REQUIREMENTS: Rewrite the records from the line containing "reads [[216, 389]]." through the line containing "[[530, 243]]", replacing "innermost point" with "central point" and keeping everything else the same.

PROVIDED MATERIAL:
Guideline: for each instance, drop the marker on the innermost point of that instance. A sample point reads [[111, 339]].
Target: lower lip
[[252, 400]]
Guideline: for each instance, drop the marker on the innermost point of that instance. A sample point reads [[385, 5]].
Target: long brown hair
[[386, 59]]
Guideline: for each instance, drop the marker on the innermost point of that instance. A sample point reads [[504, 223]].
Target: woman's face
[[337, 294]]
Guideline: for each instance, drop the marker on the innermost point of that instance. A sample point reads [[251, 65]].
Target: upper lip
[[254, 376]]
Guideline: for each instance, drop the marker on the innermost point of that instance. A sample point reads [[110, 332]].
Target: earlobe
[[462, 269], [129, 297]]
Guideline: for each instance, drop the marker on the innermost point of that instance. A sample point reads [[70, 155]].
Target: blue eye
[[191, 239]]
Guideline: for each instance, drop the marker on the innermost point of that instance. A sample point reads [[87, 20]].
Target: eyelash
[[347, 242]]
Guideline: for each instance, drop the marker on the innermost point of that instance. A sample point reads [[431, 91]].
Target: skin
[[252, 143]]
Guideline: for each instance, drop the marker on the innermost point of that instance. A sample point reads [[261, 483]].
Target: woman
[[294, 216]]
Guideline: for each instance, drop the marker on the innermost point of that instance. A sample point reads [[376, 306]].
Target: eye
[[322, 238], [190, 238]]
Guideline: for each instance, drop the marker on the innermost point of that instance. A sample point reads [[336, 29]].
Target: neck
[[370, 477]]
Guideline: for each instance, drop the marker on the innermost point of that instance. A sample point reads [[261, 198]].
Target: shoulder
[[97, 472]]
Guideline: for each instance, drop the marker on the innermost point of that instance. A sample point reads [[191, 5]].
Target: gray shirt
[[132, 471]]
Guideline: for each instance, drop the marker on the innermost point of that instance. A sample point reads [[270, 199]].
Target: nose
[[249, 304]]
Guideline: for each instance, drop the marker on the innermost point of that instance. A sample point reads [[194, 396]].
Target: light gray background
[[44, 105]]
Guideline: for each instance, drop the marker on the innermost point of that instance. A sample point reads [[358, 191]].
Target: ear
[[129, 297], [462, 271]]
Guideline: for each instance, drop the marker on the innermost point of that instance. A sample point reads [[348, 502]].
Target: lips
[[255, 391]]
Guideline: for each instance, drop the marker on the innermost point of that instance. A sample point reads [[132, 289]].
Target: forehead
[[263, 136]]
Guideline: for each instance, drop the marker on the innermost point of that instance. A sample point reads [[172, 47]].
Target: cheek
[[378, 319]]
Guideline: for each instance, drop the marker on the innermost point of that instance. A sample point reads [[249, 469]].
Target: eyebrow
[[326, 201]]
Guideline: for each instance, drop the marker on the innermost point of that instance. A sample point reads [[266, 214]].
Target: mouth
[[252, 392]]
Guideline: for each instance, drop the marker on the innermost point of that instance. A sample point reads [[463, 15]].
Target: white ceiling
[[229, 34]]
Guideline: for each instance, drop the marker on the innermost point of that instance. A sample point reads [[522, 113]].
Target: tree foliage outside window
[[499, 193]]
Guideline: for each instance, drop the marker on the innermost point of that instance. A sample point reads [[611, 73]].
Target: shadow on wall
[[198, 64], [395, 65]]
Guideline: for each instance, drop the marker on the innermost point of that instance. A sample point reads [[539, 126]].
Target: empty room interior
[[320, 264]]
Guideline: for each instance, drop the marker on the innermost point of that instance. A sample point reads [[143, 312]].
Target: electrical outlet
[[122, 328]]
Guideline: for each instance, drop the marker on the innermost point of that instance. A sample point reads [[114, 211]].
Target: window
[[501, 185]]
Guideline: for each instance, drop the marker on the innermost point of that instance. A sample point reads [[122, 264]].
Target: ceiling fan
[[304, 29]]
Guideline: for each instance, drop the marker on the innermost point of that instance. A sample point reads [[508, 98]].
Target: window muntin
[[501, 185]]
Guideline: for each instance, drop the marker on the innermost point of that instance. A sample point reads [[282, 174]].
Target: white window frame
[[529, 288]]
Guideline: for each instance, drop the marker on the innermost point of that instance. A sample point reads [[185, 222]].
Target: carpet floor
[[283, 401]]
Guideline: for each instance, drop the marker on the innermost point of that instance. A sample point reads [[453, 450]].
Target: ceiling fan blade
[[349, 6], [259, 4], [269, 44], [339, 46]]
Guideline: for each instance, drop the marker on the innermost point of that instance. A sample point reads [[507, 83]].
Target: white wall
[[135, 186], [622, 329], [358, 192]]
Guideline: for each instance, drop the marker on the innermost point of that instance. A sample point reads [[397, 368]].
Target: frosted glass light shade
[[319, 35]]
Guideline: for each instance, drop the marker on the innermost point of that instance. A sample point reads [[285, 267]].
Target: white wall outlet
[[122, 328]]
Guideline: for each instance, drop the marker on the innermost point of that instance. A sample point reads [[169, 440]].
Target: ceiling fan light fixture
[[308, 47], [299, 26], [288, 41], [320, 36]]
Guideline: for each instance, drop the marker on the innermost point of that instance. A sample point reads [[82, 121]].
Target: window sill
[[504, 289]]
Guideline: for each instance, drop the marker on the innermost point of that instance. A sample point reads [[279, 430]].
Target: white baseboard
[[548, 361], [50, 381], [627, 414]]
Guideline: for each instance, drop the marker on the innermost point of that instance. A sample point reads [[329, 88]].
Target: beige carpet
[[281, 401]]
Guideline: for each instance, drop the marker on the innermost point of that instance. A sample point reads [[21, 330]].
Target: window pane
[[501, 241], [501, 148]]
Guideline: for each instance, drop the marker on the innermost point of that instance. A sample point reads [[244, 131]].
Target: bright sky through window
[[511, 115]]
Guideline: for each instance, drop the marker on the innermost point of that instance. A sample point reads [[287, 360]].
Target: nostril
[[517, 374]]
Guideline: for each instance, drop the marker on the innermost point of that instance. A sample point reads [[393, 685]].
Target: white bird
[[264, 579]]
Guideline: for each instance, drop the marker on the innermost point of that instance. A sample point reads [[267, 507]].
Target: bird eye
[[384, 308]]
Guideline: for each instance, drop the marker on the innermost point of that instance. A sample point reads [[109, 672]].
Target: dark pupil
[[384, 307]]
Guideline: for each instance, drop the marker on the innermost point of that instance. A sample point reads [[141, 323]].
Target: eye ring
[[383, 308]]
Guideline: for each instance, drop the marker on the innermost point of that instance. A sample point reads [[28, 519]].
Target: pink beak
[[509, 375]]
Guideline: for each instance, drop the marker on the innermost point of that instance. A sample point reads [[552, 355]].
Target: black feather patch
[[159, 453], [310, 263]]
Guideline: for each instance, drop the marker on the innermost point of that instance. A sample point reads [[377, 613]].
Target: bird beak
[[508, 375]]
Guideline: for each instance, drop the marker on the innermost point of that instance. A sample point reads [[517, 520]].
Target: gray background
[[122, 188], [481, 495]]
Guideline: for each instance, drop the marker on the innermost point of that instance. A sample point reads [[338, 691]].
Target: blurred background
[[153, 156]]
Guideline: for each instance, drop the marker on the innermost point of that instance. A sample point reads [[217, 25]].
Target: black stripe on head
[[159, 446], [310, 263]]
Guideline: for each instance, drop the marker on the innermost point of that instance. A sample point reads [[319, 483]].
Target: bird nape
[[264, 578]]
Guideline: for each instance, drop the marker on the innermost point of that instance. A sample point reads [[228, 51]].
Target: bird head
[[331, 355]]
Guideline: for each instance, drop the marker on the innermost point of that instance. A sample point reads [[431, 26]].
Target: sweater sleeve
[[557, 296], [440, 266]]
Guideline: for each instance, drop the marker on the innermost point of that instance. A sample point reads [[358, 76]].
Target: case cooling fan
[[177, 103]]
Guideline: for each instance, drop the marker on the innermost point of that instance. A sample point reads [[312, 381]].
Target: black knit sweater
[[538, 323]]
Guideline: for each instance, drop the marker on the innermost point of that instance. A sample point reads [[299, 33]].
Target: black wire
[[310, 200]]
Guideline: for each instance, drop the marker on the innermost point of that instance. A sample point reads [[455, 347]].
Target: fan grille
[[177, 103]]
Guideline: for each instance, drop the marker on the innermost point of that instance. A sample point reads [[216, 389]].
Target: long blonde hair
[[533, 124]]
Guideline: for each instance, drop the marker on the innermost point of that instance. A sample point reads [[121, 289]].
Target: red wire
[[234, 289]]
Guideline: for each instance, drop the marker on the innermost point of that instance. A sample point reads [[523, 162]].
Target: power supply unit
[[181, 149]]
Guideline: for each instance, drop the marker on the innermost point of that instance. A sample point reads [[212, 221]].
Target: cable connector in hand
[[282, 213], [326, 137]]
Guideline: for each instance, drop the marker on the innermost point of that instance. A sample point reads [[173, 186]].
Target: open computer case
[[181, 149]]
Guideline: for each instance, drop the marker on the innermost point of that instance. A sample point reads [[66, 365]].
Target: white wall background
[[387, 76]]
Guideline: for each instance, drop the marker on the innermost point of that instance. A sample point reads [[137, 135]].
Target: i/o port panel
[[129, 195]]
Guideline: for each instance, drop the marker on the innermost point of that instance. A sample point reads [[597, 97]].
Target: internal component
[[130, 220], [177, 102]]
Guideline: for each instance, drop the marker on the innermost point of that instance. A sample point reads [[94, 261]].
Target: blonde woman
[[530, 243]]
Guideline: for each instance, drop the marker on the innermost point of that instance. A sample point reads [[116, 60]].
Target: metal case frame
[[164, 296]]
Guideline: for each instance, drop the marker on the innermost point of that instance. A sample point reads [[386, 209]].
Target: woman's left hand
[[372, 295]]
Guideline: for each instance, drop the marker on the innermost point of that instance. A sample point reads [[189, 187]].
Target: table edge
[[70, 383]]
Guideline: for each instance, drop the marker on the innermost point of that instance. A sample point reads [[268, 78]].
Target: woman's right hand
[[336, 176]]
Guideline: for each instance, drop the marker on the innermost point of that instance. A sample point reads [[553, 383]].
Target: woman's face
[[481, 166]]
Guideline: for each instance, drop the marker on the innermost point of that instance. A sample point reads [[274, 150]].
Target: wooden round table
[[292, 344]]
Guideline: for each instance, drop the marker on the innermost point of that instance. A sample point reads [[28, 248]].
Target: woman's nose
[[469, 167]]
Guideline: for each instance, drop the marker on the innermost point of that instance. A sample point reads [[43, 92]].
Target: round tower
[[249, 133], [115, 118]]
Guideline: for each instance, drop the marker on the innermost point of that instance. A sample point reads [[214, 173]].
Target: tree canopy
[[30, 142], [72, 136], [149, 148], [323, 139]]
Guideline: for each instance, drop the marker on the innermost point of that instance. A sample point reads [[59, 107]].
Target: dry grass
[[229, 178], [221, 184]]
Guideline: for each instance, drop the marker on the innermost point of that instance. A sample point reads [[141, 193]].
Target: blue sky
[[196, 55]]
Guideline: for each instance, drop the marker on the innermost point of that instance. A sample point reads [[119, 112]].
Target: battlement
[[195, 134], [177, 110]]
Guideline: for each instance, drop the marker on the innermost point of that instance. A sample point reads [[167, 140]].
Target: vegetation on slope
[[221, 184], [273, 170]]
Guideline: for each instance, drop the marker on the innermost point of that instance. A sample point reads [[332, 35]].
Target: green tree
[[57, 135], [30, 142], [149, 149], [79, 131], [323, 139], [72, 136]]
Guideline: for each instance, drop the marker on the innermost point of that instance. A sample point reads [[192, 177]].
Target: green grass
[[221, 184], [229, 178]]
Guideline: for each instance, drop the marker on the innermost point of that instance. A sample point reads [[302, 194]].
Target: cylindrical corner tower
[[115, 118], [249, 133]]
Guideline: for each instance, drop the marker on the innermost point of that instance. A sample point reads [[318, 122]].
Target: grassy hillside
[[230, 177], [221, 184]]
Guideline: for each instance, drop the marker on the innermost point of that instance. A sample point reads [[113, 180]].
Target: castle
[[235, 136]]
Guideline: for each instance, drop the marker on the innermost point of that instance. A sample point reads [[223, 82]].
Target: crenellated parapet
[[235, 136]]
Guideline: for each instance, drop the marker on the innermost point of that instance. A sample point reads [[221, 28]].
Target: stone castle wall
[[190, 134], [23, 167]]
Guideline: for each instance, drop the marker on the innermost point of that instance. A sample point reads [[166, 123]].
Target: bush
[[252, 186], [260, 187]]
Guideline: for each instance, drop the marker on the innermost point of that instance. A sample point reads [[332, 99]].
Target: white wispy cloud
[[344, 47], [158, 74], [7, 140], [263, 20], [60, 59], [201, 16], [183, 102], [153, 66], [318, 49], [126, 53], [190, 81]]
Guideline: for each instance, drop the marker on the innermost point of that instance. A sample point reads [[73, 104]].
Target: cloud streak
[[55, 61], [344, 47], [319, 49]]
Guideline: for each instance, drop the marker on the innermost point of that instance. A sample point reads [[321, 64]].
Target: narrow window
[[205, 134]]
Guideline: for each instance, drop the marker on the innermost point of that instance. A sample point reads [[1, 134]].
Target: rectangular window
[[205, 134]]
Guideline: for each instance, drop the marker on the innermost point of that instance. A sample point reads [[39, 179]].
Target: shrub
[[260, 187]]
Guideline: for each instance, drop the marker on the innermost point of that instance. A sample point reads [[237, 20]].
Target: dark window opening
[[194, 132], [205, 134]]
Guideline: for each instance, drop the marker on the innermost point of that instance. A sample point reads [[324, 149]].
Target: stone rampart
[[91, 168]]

EXERCISE SOLUTION:
Guideline: for each instance, drop the marker on the central point of that instance. A sample point reads [[216, 389]].
Target: long blonde hair
[[533, 124]]
Guideline: for each instance, drop the marker on the central point of that instance. A sample point reads [[121, 289]].
Target: red wire
[[234, 289]]
Guideline: for each instance, drop the marker on the central point of that instance. A sample point reads [[523, 162]].
Target: power supply unit
[[181, 149]]
Guideline: for each instance, drop the marker on the central point of that instance. A sample point reads [[212, 221]].
Target: cable connector in hand
[[282, 213], [326, 137]]
Guideline: for each instance, drop the marker on the central point of that instance. A sample point reads [[173, 186]].
Target: open computer case
[[181, 149]]
Guideline: for each instance, drop the marker on the central point of that instance. A sample point reads [[66, 365]].
Target: white wall background
[[387, 76]]
Guideline: for each instance, drop the marker on the central point of that instance. A sample point reads [[137, 135]].
Target: i/o port panel
[[129, 195]]
Guideline: for each instance, drop the marker on the central point of that instance. A sample point reads [[597, 97]].
Target: internal component
[[130, 220], [177, 102]]
Guideline: for each instance, drop the marker on the central point of that instance. A sample point reads [[94, 261]].
Target: blonde woman
[[530, 243]]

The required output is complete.